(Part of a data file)
------------------------------------------------
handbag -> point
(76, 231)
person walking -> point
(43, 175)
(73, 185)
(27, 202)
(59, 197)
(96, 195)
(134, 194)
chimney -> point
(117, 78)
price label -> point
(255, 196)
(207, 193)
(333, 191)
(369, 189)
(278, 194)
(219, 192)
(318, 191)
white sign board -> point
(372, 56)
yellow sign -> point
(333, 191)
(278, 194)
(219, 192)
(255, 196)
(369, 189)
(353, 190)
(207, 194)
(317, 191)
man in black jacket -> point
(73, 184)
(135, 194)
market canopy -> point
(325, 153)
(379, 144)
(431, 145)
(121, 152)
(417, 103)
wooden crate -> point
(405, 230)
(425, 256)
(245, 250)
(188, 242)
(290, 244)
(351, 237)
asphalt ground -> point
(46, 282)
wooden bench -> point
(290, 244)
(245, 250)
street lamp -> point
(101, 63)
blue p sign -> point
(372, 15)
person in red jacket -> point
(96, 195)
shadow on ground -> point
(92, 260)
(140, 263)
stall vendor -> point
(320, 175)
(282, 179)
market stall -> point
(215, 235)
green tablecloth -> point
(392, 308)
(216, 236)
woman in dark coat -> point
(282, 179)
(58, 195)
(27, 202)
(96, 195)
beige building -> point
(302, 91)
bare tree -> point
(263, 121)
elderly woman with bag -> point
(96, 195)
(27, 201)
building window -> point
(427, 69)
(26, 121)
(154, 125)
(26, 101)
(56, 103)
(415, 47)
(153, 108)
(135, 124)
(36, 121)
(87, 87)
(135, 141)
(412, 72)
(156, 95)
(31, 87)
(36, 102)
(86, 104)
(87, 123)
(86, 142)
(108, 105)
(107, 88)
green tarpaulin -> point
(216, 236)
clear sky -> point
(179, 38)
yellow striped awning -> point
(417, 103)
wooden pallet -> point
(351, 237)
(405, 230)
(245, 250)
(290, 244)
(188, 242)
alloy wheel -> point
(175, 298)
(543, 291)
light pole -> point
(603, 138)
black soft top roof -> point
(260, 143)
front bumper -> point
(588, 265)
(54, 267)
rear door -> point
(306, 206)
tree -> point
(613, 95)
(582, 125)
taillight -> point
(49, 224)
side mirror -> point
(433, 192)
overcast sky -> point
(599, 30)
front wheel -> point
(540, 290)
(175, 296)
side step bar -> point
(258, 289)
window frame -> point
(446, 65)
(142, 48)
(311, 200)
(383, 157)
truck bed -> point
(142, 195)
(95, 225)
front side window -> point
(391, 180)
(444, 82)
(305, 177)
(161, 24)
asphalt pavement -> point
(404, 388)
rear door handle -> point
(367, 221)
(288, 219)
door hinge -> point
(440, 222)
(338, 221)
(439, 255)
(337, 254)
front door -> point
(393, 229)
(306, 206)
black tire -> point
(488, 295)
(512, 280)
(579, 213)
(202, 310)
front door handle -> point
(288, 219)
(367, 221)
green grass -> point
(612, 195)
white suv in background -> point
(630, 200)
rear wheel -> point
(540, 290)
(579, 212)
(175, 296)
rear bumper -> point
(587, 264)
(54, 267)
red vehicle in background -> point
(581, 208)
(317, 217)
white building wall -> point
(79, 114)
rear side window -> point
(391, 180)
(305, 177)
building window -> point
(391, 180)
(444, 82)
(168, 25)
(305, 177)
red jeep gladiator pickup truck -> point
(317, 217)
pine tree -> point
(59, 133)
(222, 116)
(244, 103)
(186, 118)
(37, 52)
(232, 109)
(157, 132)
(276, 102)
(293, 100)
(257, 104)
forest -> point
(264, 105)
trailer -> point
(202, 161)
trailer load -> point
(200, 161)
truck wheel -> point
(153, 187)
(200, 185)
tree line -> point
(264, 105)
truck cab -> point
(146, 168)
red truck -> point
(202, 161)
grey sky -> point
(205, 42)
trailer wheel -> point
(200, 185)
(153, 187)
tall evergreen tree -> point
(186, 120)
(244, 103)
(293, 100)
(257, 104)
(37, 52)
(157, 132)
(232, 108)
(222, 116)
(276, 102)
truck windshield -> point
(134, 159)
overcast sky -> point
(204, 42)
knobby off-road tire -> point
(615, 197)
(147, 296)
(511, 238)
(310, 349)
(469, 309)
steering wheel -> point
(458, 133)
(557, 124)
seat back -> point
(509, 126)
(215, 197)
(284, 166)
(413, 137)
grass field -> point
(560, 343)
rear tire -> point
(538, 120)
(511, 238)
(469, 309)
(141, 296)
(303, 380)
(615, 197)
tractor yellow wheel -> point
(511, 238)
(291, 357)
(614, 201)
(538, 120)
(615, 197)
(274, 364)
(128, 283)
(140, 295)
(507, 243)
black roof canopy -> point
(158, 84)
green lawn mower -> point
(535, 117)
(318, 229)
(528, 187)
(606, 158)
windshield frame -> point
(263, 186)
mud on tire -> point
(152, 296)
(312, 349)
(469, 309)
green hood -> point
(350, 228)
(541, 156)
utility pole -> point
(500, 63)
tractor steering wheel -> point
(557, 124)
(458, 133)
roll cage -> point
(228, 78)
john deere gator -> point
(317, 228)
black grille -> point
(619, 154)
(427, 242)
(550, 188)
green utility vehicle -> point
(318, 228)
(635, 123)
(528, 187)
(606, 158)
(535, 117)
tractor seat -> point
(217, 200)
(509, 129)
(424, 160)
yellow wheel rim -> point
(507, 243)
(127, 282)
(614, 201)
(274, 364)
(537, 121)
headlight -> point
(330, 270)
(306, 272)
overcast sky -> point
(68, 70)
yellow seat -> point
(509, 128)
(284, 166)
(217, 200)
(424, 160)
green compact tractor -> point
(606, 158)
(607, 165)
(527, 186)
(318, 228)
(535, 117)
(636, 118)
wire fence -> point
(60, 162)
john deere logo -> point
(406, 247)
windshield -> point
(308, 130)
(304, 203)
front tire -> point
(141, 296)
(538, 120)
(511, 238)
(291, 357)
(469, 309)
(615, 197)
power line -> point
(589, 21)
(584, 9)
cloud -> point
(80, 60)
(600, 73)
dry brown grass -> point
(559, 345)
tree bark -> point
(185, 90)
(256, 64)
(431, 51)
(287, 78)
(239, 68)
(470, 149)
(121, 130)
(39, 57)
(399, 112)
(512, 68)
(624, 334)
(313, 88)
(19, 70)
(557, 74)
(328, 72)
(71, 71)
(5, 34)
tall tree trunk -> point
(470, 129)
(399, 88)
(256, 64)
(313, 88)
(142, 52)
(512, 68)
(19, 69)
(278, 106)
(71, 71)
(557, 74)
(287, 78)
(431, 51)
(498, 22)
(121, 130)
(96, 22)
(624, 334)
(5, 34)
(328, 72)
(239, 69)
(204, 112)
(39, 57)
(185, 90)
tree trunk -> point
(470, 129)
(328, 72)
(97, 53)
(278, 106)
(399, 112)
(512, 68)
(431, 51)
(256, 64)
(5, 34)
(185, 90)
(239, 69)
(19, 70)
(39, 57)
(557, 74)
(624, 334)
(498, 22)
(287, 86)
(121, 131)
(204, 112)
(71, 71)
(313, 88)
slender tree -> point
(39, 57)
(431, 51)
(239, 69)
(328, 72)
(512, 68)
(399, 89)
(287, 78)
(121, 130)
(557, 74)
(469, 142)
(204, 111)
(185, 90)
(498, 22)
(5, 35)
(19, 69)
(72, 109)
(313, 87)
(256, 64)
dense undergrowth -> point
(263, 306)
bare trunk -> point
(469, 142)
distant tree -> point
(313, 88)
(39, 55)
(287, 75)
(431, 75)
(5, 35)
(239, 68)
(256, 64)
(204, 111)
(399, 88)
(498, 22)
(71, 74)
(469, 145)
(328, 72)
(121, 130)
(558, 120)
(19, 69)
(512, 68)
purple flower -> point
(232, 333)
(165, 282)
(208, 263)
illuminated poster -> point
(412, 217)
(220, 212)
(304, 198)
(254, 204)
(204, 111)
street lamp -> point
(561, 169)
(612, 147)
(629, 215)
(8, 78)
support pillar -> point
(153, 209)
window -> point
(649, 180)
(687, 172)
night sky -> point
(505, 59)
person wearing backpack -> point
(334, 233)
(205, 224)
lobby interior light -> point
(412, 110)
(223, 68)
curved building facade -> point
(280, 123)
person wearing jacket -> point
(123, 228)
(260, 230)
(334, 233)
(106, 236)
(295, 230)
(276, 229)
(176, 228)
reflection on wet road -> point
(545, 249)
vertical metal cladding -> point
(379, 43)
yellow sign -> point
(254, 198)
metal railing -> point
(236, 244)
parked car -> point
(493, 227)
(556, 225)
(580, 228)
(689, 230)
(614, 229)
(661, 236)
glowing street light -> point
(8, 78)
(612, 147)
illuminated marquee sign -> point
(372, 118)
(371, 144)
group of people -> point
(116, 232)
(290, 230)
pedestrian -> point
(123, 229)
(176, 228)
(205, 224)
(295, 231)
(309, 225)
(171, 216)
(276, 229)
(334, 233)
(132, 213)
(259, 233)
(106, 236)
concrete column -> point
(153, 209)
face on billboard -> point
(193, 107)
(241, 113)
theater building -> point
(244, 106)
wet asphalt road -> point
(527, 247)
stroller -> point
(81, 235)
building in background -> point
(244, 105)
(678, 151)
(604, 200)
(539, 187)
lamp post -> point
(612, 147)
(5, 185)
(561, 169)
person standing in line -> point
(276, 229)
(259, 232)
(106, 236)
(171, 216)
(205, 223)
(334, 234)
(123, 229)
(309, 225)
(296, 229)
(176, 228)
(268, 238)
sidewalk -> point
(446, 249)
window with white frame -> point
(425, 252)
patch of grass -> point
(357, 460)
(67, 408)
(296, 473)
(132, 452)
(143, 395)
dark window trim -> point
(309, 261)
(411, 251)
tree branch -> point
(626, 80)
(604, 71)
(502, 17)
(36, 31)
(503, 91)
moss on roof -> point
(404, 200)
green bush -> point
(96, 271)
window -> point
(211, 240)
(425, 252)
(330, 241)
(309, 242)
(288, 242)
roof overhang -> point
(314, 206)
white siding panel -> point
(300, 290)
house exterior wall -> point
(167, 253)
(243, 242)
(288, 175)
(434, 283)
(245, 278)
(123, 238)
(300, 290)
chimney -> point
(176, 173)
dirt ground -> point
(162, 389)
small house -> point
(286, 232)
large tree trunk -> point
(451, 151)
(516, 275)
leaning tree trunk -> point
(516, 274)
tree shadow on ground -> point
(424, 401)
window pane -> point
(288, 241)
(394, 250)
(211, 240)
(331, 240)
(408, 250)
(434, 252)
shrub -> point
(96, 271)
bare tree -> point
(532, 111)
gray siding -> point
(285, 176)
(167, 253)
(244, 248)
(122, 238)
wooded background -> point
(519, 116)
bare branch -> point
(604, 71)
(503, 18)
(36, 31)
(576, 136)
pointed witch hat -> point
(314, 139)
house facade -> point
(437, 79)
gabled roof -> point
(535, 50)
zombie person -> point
------------------------------------------------
The answer consists only of the lines from the one containing "theater building -> point" to the end of the records, each written out exactly.

theater building -> point
(244, 106)
wet asphalt road -> point
(527, 247)
stroller -> point
(81, 235)
building in background -> point
(244, 105)
(678, 151)
(604, 200)
(539, 187)
lamp post -> point
(612, 147)
(5, 185)
(561, 169)
person standing in line -> point
(276, 229)
(259, 232)
(106, 236)
(171, 216)
(205, 223)
(334, 234)
(123, 229)
(309, 225)
(296, 229)
(176, 228)
(268, 238)
sidewalk -> point
(446, 249)
window with white frame -> point
(425, 252)
patch of grass -> point
(357, 460)
(67, 408)
(296, 473)
(132, 452)
(143, 395)
dark window trim -> point
(309, 261)
(411, 251)
tree branch -> point
(626, 80)
(604, 71)
(502, 17)
(36, 31)
(503, 91)
moss on roof -> point
(404, 200)
green bush -> point
(96, 271)
window -> point
(211, 240)
(425, 252)
(330, 241)
(309, 242)
(288, 242)
roof overhang -> point
(314, 206)
white siding panel -> point
(300, 290)
house exterior wall -> point
(167, 253)
(243, 242)
(288, 175)
(434, 283)
(245, 278)
(123, 238)
(300, 290)
chimney -> point
(176, 173)
dirt ground -> point
(162, 389)
small house -> point
(286, 232)
large tree trunk -> point
(451, 151)
(516, 275)
leaning tree trunk -> point
(516, 274)
tree shadow on ground -> point
(424, 401)
window pane -> point
(288, 241)
(394, 250)
(211, 240)
(331, 240)
(408, 250)
(434, 252)
shrub -> point
(96, 271)
bare tree -> point
(532, 111)
gray siding -> point
(285, 176)
(167, 253)
(244, 248)
(122, 238)
wooded background -> point
(519, 116)
bare branch -> point
(604, 71)
(503, 18)
(36, 31)
(576, 136)
pointed witch hat -> point
(314, 139)
house facade -> point
(437, 79)
gabled roof -> point
(535, 50)
zombie person -> point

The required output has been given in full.